Stored data:
┌────────

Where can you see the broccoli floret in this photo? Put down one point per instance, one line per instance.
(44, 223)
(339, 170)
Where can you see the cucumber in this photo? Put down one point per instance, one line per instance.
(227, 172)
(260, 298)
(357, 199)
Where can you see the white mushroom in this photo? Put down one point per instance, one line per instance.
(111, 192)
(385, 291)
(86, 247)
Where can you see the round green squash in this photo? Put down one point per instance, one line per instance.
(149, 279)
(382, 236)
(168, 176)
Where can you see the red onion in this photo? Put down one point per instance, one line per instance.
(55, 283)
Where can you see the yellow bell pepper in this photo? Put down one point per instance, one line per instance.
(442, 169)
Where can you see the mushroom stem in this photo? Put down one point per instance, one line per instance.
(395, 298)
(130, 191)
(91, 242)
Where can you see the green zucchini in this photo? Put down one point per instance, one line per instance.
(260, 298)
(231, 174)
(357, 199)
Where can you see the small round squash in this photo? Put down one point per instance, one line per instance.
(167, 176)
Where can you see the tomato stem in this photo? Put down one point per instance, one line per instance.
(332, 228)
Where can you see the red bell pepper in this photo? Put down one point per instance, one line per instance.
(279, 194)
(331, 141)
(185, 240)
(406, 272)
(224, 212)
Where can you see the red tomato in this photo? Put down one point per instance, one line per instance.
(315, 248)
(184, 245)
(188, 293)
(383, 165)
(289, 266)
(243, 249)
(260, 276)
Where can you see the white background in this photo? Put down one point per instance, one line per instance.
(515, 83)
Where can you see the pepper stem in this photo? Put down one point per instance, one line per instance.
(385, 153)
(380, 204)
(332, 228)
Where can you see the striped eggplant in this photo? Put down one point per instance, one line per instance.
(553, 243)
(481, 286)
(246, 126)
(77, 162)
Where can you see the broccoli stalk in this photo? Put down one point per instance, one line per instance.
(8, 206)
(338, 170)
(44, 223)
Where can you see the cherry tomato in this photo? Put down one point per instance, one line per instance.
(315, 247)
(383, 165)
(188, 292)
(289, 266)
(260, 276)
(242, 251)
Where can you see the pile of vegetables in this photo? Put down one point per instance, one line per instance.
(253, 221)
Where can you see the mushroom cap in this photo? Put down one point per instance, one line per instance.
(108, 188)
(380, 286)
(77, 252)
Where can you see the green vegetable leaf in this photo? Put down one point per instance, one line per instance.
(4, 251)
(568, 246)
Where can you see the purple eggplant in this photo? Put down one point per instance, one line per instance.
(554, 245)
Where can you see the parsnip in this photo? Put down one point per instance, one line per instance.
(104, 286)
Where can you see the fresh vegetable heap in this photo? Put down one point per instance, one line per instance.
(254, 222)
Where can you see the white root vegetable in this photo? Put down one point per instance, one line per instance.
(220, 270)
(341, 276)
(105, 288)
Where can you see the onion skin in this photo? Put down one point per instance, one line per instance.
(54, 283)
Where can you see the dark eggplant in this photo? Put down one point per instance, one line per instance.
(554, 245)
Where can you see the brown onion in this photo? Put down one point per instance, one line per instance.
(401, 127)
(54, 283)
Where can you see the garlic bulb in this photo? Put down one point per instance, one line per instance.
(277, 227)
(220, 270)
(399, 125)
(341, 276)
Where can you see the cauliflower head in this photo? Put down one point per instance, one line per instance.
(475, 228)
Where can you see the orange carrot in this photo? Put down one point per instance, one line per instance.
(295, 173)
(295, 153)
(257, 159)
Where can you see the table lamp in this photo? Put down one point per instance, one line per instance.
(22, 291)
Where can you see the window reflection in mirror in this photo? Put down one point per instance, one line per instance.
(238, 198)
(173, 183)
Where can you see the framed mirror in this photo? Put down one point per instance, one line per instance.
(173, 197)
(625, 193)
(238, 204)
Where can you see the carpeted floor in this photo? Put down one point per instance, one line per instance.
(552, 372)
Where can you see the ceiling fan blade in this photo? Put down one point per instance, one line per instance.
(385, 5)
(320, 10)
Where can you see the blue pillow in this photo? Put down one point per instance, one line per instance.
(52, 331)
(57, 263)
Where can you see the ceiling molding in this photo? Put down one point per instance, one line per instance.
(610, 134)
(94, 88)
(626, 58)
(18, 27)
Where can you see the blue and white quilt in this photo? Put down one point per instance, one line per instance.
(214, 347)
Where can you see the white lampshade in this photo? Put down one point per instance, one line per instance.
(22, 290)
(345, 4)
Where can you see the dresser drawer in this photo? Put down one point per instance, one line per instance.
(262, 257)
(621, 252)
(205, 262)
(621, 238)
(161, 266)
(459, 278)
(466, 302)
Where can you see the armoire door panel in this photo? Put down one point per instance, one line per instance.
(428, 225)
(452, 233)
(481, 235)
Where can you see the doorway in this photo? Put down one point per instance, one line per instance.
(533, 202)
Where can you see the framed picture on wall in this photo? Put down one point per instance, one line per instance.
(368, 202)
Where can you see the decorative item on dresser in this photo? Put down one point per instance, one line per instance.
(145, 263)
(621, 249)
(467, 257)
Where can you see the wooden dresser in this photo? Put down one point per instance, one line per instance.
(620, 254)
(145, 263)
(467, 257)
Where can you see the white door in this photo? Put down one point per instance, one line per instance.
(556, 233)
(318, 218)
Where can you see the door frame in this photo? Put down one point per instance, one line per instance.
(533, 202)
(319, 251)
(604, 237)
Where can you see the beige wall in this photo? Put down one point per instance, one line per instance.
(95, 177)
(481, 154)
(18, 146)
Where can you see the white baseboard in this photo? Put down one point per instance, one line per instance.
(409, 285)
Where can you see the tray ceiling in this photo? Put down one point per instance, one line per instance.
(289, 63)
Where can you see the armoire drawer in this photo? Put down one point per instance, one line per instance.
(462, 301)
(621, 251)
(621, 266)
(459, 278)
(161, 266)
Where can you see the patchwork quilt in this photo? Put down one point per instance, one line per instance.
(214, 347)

└────────

Goal of the exercise: Every line above should be printed again exactly as it stands.

Answer space:
Where can you see the broccoli floret in this photo? Put down one point per instance, one line per instance.
(44, 223)
(339, 170)
Where can you see the cucumber in this photo? Put down one point per instance, one line per instance.
(227, 172)
(260, 298)
(357, 199)
Where can you see the white mushroom in this photo? Put down one point per instance, one line per instance.
(111, 192)
(385, 291)
(86, 247)
Where can you see the round green squash in this photo? Put down one point per instance, one line per instance.
(149, 279)
(382, 236)
(168, 176)
Where can you see the red onion in this photo? Put down one point per instance, one line per instance.
(55, 283)
Where can you see the yellow bell pepper in this photo? Put down one point per instance, one line per instance.
(442, 169)
Where can you see the mushroom stem in this photo? Put down one point per instance, one line per instance.
(395, 298)
(130, 191)
(91, 242)
Where can you see the green zucchini in this photo? Put down one point per instance, one line per instance.
(260, 298)
(231, 174)
(357, 199)
Where can you see the small round squash in this photo? Put down one point per instance, one line per instance.
(167, 176)
Where can you see the tomato stem in this photo? Put down one point per instance, one line per instance.
(332, 228)
Where can you see the red bell pepper in this photo? Put down one point per instance, one line per instance.
(279, 194)
(331, 141)
(185, 240)
(406, 272)
(224, 212)
Where can you see the red tomato in this photo? Put down one point per instance, one line per instance.
(315, 248)
(184, 245)
(188, 293)
(383, 165)
(289, 266)
(243, 249)
(260, 276)
Where can you see the white background in this photo? Put down one point per instance, one line per instance.
(515, 83)
Where can you see the pepper stem in this photo? Put down one point per instance, one line per instance.
(385, 153)
(380, 204)
(332, 228)
Where can you see the striped eggplant in this photo? Put down one point per instance, one line per instance.
(553, 243)
(481, 286)
(246, 126)
(77, 162)
Where can you see the broccoli stalk in this photo? Put down one point per instance, one line per instance.
(8, 206)
(338, 170)
(44, 223)
Where can you see the cherry tomato in this photo? Put down one point per instance, one line per instance.
(315, 247)
(383, 165)
(188, 292)
(289, 266)
(260, 276)
(242, 251)
Where can you see the pile of vegetables in this photo? Put down one point per instance, one line per instance.
(253, 221)
Where can you see the mushroom cap in this photo? Put down one point per instance, one line per instance.
(108, 188)
(380, 286)
(77, 252)
Where can you see the green vegetable leaf in this photo? Put down one point per instance, one line per instance.
(4, 251)
(568, 246)
Where can you see the purple eggplant in this photo? Put down one point per instance, one line per instance.
(554, 245)
Where can you see the parsnip in this photo? Put down one point per instance, one line per instance.
(104, 286)
Where can you see the fresh vegetable heap in this photo? Put down one point per instance, one line per instance.
(254, 222)
Where can you see the white root vegetable in this photo? Put down one point per instance, one line per instance.
(220, 270)
(341, 276)
(105, 288)
Where can you see the onion skin in this photo? Put down one point per instance, one line per instance.
(54, 283)
Where can you see the dark eggplant in this photo? Put down one point per instance, one line per instance.
(554, 245)
Where can you see the brown onion in this photo? Put down one point per instance, one line per instance.
(401, 127)
(54, 283)
Where can you see the garlic bulb in this photo? Put down one point per instance, one line per instance.
(277, 227)
(220, 270)
(399, 125)
(341, 276)
Where can you see the cauliflower head in this photo? Put down one point per instance, one line per instance.
(475, 228)
Where can you see the orange carrot in this photo? Put down one point per instance, one line per instance.
(295, 173)
(295, 153)
(257, 159)
Where can you see the table lamp in this photo? Put down one point per instance, one line per instance.
(22, 291)
Where can you see the window reflection in mirror in this photo? Put down one point per instance, one line per instance.
(238, 198)
(173, 183)
Where can you see the framed mirror in this photo? Put down one point per instance, one line per instance.
(173, 197)
(625, 193)
(238, 204)
Where can you see the carpeted floor in this photo? Put down one point per instance, one line per instance.
(552, 372)
Where can you see the ceiling fan blade in this photo? Put down one point per instance, one line per instance.
(385, 5)
(320, 10)
Where can you see the blue pillow in this photo? Put down one point per instance, one line per instance.
(52, 331)
(57, 263)
Where can you see the ceiling molding in this photo? Put down one point per instance, one line per instance.
(610, 134)
(94, 88)
(626, 58)
(18, 27)
Where can you see the blue and white quilt in this photo? Put down one point per instance, one line per instance.
(214, 347)
Where can you see the white lampshade in this photo? Put down one point per instance, one line per instance.
(22, 290)
(345, 4)
Where can you see the dresser drawer in this photo? Put down one point per instance, one line per instance.
(262, 257)
(621, 252)
(205, 262)
(621, 238)
(161, 266)
(459, 278)
(466, 302)
Where can you see the armoire door panel in this photo? Put down one point per instance, one line per instance.
(428, 225)
(452, 233)
(481, 235)
Where can you see the doorway in this photo? Put down one point per instance, one line per instance.
(533, 202)
Where can you see the framed picture on wall in this photo? Put down one point per instance, one line per instance.
(368, 202)
Where can you see the decorative item on dresser in this photo? Put down one point per instance, one line per instance.
(145, 263)
(621, 249)
(467, 257)
Where can you see the wooden dresser in this photo? Put down one point per instance, one line per instance.
(620, 254)
(145, 263)
(467, 257)
Where can you see the white door in this photo? Put down one point per instance, one line per instance.
(556, 233)
(318, 218)
Where can you see the door frame in this photo? Put down one point per instance, one line per instance.
(533, 202)
(319, 251)
(604, 237)
Where can you see the beige wall in this photo? Put down one point per instance, one line per instance.
(95, 177)
(481, 154)
(18, 146)
Where can you see the white baseboard in this photo? Put down one point per instance, one line per instance.
(409, 285)
Where can you see the tray ceiling in this photo? Put down one point per instance, one line per instance.
(289, 63)
Where can you see the armoire drawer in this photo? Put down one point per instance, one line per instance.
(462, 301)
(621, 251)
(621, 266)
(459, 278)
(161, 266)
Where can you see the patchwork quilt in this photo? Put down one point per instance, one line per instance.
(214, 347)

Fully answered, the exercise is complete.